What you are asked to do: At the line containing "around the gold", begin repeating lines exactly, and stop only after the final line of the records below.

|---|

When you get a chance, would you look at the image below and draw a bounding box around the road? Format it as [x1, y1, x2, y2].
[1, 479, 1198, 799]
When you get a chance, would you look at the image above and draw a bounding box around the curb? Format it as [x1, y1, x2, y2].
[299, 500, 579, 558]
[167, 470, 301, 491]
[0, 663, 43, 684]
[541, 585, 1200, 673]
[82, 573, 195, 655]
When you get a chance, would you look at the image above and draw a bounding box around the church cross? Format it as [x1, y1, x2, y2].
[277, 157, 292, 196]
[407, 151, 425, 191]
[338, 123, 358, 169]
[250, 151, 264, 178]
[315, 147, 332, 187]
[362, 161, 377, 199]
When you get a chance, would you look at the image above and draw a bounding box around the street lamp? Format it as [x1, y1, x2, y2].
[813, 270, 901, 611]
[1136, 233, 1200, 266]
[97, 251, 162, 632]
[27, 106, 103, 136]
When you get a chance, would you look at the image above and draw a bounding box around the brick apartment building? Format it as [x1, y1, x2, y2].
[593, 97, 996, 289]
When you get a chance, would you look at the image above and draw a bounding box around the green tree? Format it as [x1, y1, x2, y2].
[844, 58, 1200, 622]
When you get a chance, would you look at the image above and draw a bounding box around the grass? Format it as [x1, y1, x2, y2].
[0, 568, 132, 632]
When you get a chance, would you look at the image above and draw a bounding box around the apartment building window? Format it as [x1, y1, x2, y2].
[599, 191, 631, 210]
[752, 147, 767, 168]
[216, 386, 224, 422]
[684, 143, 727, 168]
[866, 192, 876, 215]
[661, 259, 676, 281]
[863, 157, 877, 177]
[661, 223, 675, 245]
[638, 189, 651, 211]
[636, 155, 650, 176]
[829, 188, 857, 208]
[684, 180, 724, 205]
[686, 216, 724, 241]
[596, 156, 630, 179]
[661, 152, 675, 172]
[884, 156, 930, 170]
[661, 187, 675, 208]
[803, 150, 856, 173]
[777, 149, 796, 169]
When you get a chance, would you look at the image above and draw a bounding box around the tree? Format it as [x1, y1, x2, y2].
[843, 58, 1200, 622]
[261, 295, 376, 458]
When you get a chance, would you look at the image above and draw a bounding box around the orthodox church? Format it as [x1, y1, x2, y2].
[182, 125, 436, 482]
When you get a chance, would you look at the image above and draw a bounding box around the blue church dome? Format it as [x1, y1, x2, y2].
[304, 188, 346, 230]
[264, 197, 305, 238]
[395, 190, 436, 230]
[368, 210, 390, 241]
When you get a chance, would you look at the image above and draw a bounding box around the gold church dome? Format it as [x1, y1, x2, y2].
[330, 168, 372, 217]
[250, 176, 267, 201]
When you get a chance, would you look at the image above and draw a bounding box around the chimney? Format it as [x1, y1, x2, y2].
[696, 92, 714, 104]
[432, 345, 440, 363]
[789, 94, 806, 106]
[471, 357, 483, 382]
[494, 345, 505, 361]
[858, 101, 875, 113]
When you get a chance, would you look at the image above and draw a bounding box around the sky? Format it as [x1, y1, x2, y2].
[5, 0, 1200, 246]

|---|

Task output:
When you get a chance, would you look at the image above and draw a bounding box around the gold church dome? Format it as [x1, y1, x2, y2].
[330, 168, 372, 217]
[250, 176, 267, 201]
When you get a chance, would you look at the image above and draw a bounding box around the chimney? Format it as [x1, y1, x2, y2].
[696, 92, 714, 104]
[432, 345, 440, 363]
[789, 94, 806, 106]
[471, 357, 483, 382]
[494, 345, 505, 361]
[858, 101, 875, 113]
When you get a chance, would you look at the image above and draw a bounding box around the sky? Format it as [x1, y1, x2, y2].
[5, 0, 1200, 246]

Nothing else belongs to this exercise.